Exercise details » Please retype everything in the items below from the line containing "Locate every instance of green" down to the line containing "297,110 -> 482,424", with both of those lines included, without any changes.

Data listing
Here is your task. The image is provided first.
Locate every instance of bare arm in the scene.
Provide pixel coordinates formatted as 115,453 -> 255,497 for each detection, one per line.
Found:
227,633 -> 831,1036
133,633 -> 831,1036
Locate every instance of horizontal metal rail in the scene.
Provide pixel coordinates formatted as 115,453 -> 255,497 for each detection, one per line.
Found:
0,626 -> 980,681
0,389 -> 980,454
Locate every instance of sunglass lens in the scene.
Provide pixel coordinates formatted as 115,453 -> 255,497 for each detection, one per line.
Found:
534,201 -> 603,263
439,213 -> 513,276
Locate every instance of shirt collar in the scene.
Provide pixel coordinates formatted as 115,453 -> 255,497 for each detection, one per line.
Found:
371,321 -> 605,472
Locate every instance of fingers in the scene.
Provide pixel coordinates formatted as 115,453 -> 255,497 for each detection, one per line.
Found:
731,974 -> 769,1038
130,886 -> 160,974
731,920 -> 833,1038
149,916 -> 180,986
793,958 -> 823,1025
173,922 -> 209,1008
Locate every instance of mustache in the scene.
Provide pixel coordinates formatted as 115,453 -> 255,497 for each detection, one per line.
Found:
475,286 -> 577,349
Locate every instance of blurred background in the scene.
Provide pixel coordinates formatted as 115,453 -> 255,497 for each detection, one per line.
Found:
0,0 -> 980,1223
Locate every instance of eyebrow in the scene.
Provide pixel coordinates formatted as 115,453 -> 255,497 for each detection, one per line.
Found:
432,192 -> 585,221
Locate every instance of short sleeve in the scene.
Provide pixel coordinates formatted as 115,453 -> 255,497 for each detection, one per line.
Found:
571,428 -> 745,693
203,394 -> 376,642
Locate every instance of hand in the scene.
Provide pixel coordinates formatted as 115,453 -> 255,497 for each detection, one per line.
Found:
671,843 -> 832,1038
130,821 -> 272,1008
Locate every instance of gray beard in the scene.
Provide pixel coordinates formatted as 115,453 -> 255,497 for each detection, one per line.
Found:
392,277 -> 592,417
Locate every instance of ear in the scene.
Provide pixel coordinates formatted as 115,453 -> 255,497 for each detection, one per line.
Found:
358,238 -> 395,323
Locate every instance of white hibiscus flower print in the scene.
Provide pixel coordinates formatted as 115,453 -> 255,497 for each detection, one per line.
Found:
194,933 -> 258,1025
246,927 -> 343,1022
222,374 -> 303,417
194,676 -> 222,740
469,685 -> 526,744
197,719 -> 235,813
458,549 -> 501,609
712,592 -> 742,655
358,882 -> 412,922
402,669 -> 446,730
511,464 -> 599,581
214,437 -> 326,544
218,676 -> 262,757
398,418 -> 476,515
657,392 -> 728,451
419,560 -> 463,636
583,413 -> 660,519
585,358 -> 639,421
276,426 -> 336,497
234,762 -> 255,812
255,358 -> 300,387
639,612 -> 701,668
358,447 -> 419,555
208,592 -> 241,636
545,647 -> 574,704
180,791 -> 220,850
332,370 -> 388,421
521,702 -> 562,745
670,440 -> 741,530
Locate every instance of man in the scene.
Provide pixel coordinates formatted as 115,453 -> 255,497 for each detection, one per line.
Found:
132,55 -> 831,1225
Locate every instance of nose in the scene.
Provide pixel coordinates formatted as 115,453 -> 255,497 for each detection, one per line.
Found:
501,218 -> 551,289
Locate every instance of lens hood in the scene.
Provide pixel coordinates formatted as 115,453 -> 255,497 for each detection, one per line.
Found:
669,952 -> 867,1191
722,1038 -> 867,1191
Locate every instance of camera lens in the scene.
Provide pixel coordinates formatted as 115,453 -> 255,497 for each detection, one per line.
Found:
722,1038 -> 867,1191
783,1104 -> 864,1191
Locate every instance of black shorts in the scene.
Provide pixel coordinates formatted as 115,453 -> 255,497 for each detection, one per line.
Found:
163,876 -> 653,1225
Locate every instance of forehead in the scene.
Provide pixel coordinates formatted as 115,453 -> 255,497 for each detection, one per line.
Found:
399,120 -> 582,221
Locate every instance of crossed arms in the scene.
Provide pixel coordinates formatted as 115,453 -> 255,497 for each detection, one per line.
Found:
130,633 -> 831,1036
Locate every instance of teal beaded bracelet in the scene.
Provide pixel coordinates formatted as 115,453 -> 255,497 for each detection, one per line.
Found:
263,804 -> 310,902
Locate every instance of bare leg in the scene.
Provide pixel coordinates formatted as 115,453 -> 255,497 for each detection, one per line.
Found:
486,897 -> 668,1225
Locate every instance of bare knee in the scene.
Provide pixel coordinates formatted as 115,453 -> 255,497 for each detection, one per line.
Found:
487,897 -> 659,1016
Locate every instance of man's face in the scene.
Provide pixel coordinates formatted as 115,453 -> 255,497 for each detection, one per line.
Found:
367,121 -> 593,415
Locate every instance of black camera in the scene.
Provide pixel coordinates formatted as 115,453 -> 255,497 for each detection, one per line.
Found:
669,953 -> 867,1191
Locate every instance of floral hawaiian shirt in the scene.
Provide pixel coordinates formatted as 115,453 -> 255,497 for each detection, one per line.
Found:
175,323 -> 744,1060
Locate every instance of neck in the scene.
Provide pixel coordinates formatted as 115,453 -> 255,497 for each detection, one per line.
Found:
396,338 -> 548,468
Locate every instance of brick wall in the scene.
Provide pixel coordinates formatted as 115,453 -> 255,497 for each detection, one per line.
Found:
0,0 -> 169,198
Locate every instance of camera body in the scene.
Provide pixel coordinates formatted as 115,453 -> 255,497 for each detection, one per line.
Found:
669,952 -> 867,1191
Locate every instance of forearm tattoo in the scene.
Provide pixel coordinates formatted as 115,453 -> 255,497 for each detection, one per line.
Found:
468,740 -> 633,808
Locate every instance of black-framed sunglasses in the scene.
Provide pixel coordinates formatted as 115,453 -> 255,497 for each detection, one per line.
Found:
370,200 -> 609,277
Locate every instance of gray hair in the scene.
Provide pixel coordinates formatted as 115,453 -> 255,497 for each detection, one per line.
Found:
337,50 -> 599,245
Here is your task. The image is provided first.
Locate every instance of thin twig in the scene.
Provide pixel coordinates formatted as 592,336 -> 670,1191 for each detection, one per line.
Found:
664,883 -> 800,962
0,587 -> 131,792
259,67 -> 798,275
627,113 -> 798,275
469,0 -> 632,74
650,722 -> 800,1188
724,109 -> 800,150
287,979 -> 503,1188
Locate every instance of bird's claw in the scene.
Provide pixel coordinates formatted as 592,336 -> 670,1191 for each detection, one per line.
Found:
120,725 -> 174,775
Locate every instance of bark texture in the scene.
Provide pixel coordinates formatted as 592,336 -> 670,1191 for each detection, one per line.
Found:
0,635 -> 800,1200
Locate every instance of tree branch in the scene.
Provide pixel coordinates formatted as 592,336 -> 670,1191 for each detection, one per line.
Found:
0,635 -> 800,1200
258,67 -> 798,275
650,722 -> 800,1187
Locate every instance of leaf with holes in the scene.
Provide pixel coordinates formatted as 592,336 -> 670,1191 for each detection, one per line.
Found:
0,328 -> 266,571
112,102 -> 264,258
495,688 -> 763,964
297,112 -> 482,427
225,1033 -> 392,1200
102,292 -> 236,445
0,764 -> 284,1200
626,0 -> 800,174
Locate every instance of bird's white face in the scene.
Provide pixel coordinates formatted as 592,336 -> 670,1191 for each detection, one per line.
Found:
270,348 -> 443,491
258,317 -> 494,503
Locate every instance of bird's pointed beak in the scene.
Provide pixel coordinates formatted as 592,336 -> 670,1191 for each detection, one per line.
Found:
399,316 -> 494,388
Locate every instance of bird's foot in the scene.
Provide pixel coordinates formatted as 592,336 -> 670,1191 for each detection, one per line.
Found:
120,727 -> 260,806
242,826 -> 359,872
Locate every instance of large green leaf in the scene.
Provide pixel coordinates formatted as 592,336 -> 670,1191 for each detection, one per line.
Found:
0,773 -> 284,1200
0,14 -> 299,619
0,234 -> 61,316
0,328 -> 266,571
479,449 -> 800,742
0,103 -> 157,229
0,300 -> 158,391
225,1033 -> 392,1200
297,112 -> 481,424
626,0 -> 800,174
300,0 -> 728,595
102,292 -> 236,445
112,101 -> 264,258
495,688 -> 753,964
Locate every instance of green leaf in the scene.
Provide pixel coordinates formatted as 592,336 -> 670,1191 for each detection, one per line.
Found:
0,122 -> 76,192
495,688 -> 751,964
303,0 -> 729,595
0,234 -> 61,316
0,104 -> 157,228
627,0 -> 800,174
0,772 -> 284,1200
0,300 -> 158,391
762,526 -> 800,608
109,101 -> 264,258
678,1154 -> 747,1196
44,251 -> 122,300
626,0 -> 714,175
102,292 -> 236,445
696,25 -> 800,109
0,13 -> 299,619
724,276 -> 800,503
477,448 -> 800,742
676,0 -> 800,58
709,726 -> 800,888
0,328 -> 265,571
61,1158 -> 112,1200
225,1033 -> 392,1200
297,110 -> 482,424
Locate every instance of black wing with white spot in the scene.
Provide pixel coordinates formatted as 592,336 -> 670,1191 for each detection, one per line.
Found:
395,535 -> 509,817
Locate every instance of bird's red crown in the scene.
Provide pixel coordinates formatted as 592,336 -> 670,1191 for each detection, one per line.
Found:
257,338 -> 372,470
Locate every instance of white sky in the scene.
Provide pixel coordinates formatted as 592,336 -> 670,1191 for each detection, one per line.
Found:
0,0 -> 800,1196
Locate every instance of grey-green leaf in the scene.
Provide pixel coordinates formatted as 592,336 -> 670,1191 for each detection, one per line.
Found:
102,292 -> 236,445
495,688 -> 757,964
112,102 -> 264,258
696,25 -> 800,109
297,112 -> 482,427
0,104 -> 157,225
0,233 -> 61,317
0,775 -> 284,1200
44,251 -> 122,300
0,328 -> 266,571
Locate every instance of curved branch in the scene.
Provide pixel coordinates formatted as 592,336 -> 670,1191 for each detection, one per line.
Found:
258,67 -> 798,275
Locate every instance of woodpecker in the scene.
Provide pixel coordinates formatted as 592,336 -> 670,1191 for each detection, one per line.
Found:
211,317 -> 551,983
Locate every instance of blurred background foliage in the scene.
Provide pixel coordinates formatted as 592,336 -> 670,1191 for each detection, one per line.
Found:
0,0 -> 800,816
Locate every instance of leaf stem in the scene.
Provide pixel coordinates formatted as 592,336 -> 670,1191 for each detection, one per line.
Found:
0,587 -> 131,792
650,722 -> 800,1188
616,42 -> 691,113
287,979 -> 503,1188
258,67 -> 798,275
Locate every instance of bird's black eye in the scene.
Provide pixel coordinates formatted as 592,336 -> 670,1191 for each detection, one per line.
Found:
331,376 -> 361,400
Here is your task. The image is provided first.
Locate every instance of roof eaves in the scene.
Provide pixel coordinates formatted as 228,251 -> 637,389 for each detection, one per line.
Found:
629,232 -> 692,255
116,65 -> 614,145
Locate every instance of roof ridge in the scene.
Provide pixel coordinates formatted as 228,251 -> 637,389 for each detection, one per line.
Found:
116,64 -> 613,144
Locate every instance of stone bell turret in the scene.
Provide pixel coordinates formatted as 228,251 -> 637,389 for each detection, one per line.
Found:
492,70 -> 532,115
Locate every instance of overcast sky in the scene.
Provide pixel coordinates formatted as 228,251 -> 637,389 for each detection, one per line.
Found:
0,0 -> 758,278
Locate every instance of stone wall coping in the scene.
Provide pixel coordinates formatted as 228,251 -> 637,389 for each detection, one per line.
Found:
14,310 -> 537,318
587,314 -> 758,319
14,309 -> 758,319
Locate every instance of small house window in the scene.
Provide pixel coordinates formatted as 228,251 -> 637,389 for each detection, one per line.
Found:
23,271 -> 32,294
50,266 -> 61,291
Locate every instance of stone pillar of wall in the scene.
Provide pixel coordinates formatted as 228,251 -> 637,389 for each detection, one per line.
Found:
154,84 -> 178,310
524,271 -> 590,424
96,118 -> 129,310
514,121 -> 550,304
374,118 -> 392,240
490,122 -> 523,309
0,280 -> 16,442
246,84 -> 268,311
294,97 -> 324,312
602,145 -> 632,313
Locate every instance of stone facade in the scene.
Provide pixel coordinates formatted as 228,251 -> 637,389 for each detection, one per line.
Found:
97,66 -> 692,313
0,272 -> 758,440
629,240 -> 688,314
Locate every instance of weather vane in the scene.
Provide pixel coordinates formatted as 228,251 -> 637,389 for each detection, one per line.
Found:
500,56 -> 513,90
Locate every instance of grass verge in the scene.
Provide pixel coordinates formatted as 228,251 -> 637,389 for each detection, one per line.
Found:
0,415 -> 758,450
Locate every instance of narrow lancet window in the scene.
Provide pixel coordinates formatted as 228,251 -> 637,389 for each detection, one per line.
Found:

Final answer »
Locate every instance of green leaf in the scene.
Provide pixel coordinates formatted as 592,336 -> 670,1191 for each detection, one per line.
Found:
0,122 -> 76,192
495,688 -> 751,964
303,0 -> 729,595
0,234 -> 61,316
0,104 -> 157,228
627,0 -> 800,174
0,772 -> 284,1200
0,300 -> 158,391
762,526 -> 800,608
109,101 -> 264,258
678,1154 -> 747,1196
44,251 -> 122,300
626,0 -> 714,175
102,292 -> 236,445
696,25 -> 800,109
0,13 -> 299,619
724,276 -> 800,503
477,448 -> 800,742
676,0 -> 800,58
709,726 -> 800,888
0,328 -> 265,571
61,1158 -> 112,1200
225,1033 -> 392,1200
297,110 -> 482,424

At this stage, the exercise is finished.